THE PROBLEM: If a line appears in the data below, it must appear in your answer exactly as given.

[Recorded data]
-- Opening Marker --

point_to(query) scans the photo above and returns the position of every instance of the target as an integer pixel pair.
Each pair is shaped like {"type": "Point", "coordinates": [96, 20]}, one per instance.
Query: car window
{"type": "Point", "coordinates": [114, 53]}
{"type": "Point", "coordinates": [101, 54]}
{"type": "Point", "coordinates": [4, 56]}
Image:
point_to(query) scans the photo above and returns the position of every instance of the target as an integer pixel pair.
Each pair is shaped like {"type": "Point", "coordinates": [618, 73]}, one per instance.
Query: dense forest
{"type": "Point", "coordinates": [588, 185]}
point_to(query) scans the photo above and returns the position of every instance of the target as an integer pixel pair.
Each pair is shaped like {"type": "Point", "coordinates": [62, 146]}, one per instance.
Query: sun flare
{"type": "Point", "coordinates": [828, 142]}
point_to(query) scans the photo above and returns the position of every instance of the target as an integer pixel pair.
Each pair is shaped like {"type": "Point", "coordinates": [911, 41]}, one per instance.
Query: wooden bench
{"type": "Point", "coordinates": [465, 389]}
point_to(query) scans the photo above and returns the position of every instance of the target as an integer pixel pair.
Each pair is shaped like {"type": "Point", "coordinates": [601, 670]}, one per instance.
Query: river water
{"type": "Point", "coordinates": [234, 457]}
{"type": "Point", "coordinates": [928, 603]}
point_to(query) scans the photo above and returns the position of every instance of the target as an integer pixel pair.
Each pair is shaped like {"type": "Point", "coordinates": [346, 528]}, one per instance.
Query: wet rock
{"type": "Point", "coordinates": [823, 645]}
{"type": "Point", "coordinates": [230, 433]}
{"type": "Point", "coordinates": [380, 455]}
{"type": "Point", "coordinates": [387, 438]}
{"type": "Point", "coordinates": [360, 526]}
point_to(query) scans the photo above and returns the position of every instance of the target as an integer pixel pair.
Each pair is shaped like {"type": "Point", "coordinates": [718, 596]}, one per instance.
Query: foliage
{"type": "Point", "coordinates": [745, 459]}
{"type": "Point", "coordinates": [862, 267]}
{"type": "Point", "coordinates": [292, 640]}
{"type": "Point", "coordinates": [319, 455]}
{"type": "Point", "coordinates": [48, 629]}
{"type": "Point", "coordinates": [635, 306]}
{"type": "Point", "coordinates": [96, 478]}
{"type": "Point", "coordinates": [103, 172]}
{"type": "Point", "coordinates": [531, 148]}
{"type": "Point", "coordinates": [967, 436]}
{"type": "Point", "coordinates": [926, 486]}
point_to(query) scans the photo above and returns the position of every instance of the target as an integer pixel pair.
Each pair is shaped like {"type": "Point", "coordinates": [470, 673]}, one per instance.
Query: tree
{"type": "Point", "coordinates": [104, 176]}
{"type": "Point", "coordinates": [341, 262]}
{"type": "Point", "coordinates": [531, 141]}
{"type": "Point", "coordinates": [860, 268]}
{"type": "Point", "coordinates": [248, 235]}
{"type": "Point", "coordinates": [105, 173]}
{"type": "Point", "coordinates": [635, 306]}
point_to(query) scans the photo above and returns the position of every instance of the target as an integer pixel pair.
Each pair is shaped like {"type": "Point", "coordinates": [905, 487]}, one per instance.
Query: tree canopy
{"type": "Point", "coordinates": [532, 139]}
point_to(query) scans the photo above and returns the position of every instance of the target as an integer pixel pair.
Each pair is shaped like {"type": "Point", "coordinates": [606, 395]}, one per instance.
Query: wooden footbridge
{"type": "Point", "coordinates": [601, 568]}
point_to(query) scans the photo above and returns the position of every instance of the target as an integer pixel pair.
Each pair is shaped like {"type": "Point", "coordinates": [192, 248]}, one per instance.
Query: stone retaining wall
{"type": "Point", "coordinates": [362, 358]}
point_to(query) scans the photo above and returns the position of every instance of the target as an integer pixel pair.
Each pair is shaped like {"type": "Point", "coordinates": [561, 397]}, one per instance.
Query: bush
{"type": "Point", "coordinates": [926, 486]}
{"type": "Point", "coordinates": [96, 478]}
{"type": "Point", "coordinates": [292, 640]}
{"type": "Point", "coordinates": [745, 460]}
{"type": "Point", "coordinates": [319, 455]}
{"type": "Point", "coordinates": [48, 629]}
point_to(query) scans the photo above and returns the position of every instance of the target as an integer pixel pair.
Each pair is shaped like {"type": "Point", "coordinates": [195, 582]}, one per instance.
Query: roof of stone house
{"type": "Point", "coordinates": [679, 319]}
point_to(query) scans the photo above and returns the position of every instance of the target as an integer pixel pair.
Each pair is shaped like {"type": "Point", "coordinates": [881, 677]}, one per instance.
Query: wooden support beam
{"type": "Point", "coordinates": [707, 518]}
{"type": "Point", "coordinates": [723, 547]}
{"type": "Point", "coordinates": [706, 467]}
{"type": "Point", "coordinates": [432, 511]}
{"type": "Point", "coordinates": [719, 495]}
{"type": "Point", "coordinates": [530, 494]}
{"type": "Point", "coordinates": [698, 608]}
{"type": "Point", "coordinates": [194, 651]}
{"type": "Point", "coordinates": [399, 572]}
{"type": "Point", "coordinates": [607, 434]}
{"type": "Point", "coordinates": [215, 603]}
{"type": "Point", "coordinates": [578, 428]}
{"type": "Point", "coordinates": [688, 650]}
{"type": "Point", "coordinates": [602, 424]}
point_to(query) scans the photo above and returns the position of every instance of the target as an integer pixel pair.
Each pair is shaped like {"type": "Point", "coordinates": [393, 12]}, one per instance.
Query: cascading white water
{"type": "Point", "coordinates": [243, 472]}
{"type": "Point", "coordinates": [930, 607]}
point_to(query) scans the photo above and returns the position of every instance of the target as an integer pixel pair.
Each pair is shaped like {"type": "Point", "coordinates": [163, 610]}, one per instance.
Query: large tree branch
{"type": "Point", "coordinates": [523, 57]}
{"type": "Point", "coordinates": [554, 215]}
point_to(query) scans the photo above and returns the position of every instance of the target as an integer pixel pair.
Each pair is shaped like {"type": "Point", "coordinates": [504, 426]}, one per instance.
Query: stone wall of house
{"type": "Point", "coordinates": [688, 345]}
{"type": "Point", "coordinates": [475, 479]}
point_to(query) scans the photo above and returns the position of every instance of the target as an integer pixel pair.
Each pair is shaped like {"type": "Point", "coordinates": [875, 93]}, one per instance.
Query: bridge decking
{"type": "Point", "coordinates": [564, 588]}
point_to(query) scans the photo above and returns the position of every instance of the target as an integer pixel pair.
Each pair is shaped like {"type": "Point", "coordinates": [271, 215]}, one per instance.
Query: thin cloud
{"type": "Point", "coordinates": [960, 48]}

-- Closing Marker --

ANSWER TO THIS PROBLEM:
point_to(query) scans the photo above and returns the position of every instance of the target as an integer pixel pair.
Each pair is shaped like {"type": "Point", "coordinates": [96, 20]}, one per instance.
Query: car window
{"type": "Point", "coordinates": [114, 53]}
{"type": "Point", "coordinates": [101, 54]}
{"type": "Point", "coordinates": [4, 56]}
Image:
point_to(query) scans the photo above and returns the position of every instance of the target as an integer pixel pair.
Each pair is shaped like {"type": "Point", "coordinates": [618, 73]}, one per instance.
Query: dense forest
{"type": "Point", "coordinates": [588, 185]}
point_to(query) scans the photo above and returns the position of every instance of the target as an integer pixel pair.
Each pair is shaped like {"type": "Point", "coordinates": [62, 146]}, one per instance.
Query: sun flare
{"type": "Point", "coordinates": [828, 142]}
point_to(query) scans the photo above and returns the position of every instance of the target as an integer pixel pair.
Each pair is shaped like {"type": "Point", "coordinates": [911, 41]}, one per instance.
Query: wooden bench
{"type": "Point", "coordinates": [465, 389]}
point_to(query) scans the photo above and returns the position of every instance of the target as an integer pixel pair.
Each pair is shaped like {"type": "Point", "coordinates": [601, 670]}, one per instance.
Query: river water
{"type": "Point", "coordinates": [234, 457]}
{"type": "Point", "coordinates": [928, 603]}
point_to(query) scans the photo above and returns the position of every instance of the target as an integer pixel pair.
Each pair is shaped like {"type": "Point", "coordinates": [346, 528]}, one per instance.
Query: wet rock
{"type": "Point", "coordinates": [823, 645]}
{"type": "Point", "coordinates": [230, 433]}
{"type": "Point", "coordinates": [380, 455]}
{"type": "Point", "coordinates": [387, 438]}
{"type": "Point", "coordinates": [360, 526]}
point_to(query) scans the photo above and returns the position of every instance of the target as an integer pixel pair.
Each pair is shaped like {"type": "Point", "coordinates": [718, 596]}, one per instance.
Query: foliage
{"type": "Point", "coordinates": [745, 459]}
{"type": "Point", "coordinates": [862, 267]}
{"type": "Point", "coordinates": [292, 640]}
{"type": "Point", "coordinates": [319, 455]}
{"type": "Point", "coordinates": [48, 629]}
{"type": "Point", "coordinates": [635, 306]}
{"type": "Point", "coordinates": [96, 478]}
{"type": "Point", "coordinates": [103, 172]}
{"type": "Point", "coordinates": [531, 148]}
{"type": "Point", "coordinates": [967, 436]}
{"type": "Point", "coordinates": [926, 486]}
point_to(query) scans the photo above and returns the position of every instance of the target as an integer pixel pair.
Each pair is shaped like {"type": "Point", "coordinates": [470, 673]}, one per instance.
Query: tree
{"type": "Point", "coordinates": [104, 176]}
{"type": "Point", "coordinates": [341, 262]}
{"type": "Point", "coordinates": [531, 141]}
{"type": "Point", "coordinates": [860, 268]}
{"type": "Point", "coordinates": [248, 235]}
{"type": "Point", "coordinates": [105, 173]}
{"type": "Point", "coordinates": [635, 306]}
point_to(query) scans the photo above and returns the position of every instance of the target as an integer pixel pair.
Each pair is shaped like {"type": "Point", "coordinates": [905, 487]}, one per instance.
Query: tree canopy
{"type": "Point", "coordinates": [532, 139]}
point_to(query) scans the photo above and returns the position of every instance of the target as an integer pixel pair.
Each pair is shaped like {"type": "Point", "coordinates": [606, 395]}, one per instance.
Query: wooden footbridge
{"type": "Point", "coordinates": [601, 568]}
point_to(query) scans the photo above and returns the position of every instance of the target as an integer pixel pair.
Each pair is shaped like {"type": "Point", "coordinates": [192, 248]}, one per instance.
Query: stone retaining wall
{"type": "Point", "coordinates": [362, 358]}
point_to(query) scans the photo above and returns the position of every instance of the target as an integer pixel pair.
Each pair is shaped like {"type": "Point", "coordinates": [561, 397]}, one per instance.
Query: bush
{"type": "Point", "coordinates": [926, 486]}
{"type": "Point", "coordinates": [96, 478]}
{"type": "Point", "coordinates": [292, 640]}
{"type": "Point", "coordinates": [745, 460]}
{"type": "Point", "coordinates": [319, 455]}
{"type": "Point", "coordinates": [48, 629]}
point_to(query) scans the photo above and returns the position of every instance of the target as an integer pixel pair.
Each pair is shaped like {"type": "Point", "coordinates": [195, 582]}, one per instance.
Query: roof of stone house
{"type": "Point", "coordinates": [679, 319]}
point_to(query) scans the photo above and returns the position of every instance of the target as an integer pixel pair.
Each pair is shaped like {"type": "Point", "coordinates": [881, 677]}, one per instance.
Query: wooden support beam
{"type": "Point", "coordinates": [707, 518]}
{"type": "Point", "coordinates": [723, 547]}
{"type": "Point", "coordinates": [706, 467]}
{"type": "Point", "coordinates": [432, 511]}
{"type": "Point", "coordinates": [719, 495]}
{"type": "Point", "coordinates": [530, 494]}
{"type": "Point", "coordinates": [698, 608]}
{"type": "Point", "coordinates": [194, 651]}
{"type": "Point", "coordinates": [399, 572]}
{"type": "Point", "coordinates": [607, 434]}
{"type": "Point", "coordinates": [215, 603]}
{"type": "Point", "coordinates": [578, 428]}
{"type": "Point", "coordinates": [688, 650]}
{"type": "Point", "coordinates": [602, 424]}
point_to(query) scans the photo above and returns the position of every instance of the target as an integer pixel pair.
Each pair is shaped like {"type": "Point", "coordinates": [393, 12]}, one per instance.
Query: cascading white water
{"type": "Point", "coordinates": [243, 472]}
{"type": "Point", "coordinates": [930, 607]}
point_to(query) scans the photo above and returns the position of every instance of the target as an integer pixel pair.
Each pair is shaped like {"type": "Point", "coordinates": [163, 610]}, one per instance.
Query: large tree branch
{"type": "Point", "coordinates": [523, 57]}
{"type": "Point", "coordinates": [554, 215]}
point_to(query) scans the photo above and returns the position of every instance of the target as an integer pixel pair.
Each pair is shaped like {"type": "Point", "coordinates": [504, 426]}, one per instance.
Query: stone wall of house
{"type": "Point", "coordinates": [688, 345]}
{"type": "Point", "coordinates": [475, 479]}
point_to(query) scans the photo above and returns the position of every instance of the target as an integer pixel pair.
Each pair is shaped like {"type": "Point", "coordinates": [875, 93]}, one per instance.
Query: bridge decking
{"type": "Point", "coordinates": [564, 588]}
point_to(query) scans the photo above and returns the position of every instance of the target as an integer pixel pair.
Each pair is shaped like {"type": "Point", "coordinates": [271, 215]}, one per instance.
Query: thin cloud
{"type": "Point", "coordinates": [960, 48]}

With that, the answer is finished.